____ TEXT PROVIDED

Your doctor may soon become your fitness coach.
You’ve spent the last half hour with your doctor as he poked and prodded during your annual physical. He goes over your blood work and the numbers are mostly good, but your cholesterol is a bit high. Your doc reminds you of the risks if it gets out of control.
At the end of your physical, he hands you your usual prescriptions — and one more. This one is for exercise. This scenario is playing out more and more in doctors’ offices, and there is a movement in the medical community to make assessing physical activity levels and prescribing exercise part of routine examinations.
The Exercise Is Medicine (EIM) program is one of the effort’s main drivers. EIM encourages primary care doctors and other healthcare providers to include physical activity in patient treatment plans. It’s no secret that physical activity is integral to the prevention and treatment of many diseases; the EIM philosophy is that physical activity should be regularly assessed and treated as part of a holistic approach to medical care.

________
____ DATASET EXTRACT

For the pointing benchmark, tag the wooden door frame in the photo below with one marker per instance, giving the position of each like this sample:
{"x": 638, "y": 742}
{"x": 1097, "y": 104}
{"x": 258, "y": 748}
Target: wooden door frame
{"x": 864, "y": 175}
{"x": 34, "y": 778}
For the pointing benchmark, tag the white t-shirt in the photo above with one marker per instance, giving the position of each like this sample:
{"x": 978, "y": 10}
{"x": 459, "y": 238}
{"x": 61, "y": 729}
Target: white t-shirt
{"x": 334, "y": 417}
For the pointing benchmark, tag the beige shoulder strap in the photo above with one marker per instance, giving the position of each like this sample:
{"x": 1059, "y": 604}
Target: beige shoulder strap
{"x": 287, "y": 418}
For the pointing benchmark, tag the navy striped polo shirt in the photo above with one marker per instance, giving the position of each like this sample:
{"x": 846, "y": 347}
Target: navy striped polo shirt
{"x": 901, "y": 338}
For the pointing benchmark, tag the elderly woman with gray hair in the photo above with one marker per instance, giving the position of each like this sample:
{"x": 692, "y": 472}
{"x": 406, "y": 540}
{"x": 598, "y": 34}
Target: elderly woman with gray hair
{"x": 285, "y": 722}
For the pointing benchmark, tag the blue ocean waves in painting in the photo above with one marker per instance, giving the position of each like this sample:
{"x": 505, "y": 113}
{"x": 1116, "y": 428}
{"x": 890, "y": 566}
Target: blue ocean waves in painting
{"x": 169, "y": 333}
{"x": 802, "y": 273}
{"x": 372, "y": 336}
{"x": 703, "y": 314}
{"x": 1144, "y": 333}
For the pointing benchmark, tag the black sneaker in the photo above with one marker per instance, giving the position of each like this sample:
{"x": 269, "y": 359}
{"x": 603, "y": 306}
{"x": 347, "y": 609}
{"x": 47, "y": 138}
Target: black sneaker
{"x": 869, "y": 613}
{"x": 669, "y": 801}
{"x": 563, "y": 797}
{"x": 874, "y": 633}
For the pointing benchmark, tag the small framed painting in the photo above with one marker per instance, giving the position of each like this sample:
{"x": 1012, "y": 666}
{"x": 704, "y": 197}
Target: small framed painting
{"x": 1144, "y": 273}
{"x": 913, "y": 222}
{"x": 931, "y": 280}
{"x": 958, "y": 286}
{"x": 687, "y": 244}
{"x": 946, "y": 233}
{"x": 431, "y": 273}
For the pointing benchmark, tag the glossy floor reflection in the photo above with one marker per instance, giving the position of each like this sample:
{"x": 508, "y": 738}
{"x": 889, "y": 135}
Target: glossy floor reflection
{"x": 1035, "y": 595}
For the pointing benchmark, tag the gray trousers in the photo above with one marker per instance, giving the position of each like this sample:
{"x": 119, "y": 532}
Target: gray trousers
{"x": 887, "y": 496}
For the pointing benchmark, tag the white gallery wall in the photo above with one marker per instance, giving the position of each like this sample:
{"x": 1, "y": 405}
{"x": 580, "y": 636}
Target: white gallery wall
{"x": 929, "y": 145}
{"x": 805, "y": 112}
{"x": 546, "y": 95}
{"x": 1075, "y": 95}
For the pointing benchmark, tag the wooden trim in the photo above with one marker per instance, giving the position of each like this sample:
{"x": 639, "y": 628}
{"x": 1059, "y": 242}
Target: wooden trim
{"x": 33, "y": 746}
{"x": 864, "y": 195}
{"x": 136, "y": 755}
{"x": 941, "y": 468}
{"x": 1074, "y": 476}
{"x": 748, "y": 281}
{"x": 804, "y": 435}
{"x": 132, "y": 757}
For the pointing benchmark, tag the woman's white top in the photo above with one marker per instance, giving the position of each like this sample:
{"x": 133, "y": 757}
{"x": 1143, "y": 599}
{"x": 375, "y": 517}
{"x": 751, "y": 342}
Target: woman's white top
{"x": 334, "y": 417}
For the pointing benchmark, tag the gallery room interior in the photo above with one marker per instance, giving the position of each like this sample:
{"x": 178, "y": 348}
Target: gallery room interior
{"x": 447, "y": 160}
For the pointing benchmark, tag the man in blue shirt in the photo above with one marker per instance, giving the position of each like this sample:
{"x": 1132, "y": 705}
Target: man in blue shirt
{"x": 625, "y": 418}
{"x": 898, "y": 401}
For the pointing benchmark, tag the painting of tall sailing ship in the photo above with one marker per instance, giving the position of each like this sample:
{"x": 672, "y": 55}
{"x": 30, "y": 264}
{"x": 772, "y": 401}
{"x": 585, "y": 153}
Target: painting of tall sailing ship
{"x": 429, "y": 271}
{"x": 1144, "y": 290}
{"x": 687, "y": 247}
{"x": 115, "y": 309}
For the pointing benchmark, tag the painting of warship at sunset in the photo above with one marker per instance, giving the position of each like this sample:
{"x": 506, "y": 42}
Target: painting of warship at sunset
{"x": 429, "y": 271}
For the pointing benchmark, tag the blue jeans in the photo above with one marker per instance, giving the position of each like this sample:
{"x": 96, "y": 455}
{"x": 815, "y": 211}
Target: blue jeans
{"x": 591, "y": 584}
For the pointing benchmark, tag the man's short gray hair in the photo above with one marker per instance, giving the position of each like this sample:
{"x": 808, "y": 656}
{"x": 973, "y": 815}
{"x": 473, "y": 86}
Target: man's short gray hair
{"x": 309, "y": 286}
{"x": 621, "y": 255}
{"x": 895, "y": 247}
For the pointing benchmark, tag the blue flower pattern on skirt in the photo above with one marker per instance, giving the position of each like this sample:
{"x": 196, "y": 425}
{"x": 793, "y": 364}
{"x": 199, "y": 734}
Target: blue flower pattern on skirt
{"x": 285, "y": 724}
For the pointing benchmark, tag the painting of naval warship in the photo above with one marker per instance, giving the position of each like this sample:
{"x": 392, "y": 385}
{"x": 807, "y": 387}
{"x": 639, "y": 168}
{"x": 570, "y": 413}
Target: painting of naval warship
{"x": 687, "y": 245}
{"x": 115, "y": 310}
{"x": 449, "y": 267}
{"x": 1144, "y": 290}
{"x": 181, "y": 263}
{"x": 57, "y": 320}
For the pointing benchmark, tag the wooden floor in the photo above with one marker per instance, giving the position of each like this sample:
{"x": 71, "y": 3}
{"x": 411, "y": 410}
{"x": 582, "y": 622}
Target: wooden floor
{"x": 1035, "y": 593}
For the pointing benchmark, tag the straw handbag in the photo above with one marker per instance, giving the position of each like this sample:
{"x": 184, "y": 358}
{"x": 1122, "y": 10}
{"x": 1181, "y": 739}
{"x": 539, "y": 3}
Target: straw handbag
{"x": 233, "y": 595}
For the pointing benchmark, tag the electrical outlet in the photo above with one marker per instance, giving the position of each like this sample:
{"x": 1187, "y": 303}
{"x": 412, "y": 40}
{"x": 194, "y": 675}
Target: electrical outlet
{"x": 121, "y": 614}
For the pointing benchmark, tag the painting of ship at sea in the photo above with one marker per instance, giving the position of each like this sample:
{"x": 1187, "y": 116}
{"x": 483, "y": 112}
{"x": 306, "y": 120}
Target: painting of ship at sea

________

**STUDY QUESTIONS**
**a.** Print the part of the article on exercise prescriptions starting at "At the end of" and ending at "to medical care.".
**b.** Please proceed with the article on exercise prescriptions, picking up right after its last sentence.
The items have no connection to the article on exercise prescriptions.

**ACTIVITY ANSWERS**
**a.**
At the end of your physical, he hands you your usual prescriptions — and one more. This one is for exercise. This scenario is playing out more and more in doctors’ offices, and there is a movement in the medical community to make assessing physical activity levels and prescribing exercise part of routine examinations.
The Exercise Is Medicine (EIM) program is one of the effort’s main drivers. EIM encourages primary care doctors and other healthcare providers to include physical activity in patient treatment plans. It’s no secret that physical activity is integral to the prevention and treatment of many diseases; the EIM philosophy is that physical activity should be regularly assessed and treated as part of a holistic approach to medical care.

**b.**
The Centers for Disease Control and Prevention (CDC) recommends adults 18 to 64 years old get at least 2.5 hours of moderate intensity aerobic activity every week, or 1.25 hours of vigorous aerobic activity combined with at least 2 days of weight training. Yet, according to the CDC, fewer than half of us meet those guidelines.
With obesity, type 2 diabetes, and cardiovascular disease reaching epidemic proportions — and all having a variety of unpleasant complications — doctors and public health officials are embracing new measures to encourage people to get moving.
Urologist Neil Baum has been prescribing exercise for several years as a way to help his patients improve chronic health conditions and reduce their medications. When he sees an overweight patient he asks: “Would you like to get off of all of these medicines? Would you like to start feeling better? There’s no pill for this, you’ve got to start exercising.” Baum gives patients an exercise regimen and dietary guidelines, and gets them to make a commitment to the program. They set a weight-loss goal and schedule a follow-up appointment in one month. For those who buy in, the results have been phenomenal, Baum says.
In particular, people who are obese — those with a body mass index of 30 to 35 — need help making necessary lifestyle changes and incorporating physical activity.
“This is not something that is done by yourself. You really need to have a coach who prompts you: ‘How are you doing?’ ‘Stick with it.’ ‘It’s New Year’s. Don’t go off the wagon.’ You really need some assistance to accomplish this,” Baum says.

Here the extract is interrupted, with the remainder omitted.